DATASET: Begin
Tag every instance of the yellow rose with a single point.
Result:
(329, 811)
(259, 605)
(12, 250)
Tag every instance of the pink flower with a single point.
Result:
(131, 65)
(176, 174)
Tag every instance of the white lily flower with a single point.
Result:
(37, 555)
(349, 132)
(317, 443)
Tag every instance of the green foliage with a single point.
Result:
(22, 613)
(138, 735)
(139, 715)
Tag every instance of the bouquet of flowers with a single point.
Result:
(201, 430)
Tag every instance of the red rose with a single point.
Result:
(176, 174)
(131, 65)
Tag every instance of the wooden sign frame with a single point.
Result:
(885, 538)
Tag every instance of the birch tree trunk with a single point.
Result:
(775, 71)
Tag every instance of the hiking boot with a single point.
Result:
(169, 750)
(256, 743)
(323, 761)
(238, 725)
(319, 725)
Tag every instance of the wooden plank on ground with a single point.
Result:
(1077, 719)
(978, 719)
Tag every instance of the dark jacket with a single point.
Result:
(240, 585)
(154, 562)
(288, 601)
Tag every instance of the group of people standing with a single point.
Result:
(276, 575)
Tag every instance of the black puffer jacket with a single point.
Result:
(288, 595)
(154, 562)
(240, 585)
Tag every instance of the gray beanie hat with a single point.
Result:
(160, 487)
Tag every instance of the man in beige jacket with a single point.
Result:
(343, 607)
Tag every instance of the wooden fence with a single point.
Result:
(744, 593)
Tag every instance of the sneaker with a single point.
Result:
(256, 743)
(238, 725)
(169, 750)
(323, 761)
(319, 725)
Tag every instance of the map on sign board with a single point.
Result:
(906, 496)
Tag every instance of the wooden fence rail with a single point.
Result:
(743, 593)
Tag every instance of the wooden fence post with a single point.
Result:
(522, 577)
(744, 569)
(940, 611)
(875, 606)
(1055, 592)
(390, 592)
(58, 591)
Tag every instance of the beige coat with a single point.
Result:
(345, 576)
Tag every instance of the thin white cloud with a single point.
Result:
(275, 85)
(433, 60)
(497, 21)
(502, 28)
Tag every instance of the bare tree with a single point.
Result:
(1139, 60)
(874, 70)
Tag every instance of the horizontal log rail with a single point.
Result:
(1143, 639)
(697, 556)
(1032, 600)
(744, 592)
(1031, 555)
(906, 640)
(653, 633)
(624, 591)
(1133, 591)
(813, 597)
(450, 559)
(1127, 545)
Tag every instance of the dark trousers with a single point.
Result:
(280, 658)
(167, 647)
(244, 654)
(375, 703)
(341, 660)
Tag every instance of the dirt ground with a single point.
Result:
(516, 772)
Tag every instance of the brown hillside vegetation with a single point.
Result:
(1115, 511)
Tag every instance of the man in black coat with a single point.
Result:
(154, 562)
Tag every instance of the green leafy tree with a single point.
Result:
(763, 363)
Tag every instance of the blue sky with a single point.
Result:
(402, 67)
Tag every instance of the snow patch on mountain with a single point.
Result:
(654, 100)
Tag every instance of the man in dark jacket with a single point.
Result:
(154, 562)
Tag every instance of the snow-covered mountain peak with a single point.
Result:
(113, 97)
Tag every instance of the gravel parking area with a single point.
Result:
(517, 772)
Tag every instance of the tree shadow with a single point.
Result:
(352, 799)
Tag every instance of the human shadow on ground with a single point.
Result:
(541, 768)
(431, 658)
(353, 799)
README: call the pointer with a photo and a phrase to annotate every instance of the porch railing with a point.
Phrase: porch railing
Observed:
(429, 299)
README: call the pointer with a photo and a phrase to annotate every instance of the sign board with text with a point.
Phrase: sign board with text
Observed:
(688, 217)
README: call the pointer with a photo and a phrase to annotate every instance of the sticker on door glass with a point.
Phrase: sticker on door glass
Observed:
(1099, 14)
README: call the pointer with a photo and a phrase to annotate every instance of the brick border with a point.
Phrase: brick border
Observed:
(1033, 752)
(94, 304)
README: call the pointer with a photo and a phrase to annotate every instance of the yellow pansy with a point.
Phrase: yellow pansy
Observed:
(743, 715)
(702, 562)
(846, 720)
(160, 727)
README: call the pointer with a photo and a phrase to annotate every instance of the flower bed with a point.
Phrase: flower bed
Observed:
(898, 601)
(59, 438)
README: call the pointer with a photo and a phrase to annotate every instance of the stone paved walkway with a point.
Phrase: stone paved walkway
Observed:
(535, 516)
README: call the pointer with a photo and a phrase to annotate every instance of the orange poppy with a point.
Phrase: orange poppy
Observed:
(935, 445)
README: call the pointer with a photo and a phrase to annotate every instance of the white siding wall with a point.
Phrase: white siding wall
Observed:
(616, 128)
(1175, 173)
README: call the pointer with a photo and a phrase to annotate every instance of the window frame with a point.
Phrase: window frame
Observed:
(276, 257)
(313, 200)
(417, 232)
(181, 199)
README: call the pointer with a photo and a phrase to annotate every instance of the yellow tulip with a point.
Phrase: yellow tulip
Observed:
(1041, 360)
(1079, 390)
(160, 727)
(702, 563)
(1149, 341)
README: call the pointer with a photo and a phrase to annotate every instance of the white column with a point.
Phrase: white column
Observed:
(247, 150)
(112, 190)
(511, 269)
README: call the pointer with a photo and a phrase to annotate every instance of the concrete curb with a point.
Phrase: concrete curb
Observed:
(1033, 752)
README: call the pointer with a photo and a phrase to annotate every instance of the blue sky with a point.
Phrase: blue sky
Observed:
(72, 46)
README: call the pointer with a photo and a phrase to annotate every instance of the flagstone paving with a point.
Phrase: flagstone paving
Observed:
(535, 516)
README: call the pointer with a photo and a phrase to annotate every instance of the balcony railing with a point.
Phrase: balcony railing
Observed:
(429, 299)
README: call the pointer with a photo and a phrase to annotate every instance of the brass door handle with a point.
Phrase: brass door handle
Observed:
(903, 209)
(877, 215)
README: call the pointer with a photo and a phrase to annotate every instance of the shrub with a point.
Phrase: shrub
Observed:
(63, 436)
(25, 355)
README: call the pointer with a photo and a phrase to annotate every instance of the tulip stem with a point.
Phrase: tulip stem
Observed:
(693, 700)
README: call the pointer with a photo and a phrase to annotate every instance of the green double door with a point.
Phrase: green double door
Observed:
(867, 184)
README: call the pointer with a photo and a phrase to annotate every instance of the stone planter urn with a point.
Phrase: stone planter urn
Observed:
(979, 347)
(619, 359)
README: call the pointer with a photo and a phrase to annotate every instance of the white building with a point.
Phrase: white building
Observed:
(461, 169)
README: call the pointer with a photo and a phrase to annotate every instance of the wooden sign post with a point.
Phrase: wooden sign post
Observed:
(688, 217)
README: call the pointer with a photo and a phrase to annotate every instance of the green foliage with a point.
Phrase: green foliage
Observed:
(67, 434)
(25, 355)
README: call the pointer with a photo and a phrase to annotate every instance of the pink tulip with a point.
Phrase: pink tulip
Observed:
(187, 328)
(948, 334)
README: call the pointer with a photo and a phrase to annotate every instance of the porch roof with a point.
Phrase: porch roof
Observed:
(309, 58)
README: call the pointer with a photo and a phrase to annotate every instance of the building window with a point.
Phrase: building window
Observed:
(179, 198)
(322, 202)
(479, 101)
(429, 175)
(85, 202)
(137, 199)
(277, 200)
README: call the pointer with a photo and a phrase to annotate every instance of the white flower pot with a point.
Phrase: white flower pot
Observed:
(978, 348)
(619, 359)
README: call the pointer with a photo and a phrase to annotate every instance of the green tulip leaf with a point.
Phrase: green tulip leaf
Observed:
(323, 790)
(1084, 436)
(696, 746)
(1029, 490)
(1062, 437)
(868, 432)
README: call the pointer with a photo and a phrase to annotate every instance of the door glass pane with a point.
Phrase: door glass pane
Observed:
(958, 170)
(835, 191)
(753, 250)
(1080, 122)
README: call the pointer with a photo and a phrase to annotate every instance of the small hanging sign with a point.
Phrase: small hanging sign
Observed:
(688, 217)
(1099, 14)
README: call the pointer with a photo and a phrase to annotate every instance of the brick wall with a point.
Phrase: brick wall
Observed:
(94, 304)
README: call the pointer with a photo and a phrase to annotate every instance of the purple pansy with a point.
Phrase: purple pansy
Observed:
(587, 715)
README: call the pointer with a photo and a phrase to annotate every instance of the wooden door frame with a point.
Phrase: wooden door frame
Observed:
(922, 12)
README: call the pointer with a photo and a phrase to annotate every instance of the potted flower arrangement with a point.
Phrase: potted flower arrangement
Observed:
DATASET: End
▶ [EXERCISE PROMPT]: In the data above, find each line that has the word "potted" and copy it out.

▶ [SOLUTION BELOW]:
README: call the pointer with a photo and a phrase to annotate every instance of the potted flower arrangement with a point.
Phrase: potted flower arrangement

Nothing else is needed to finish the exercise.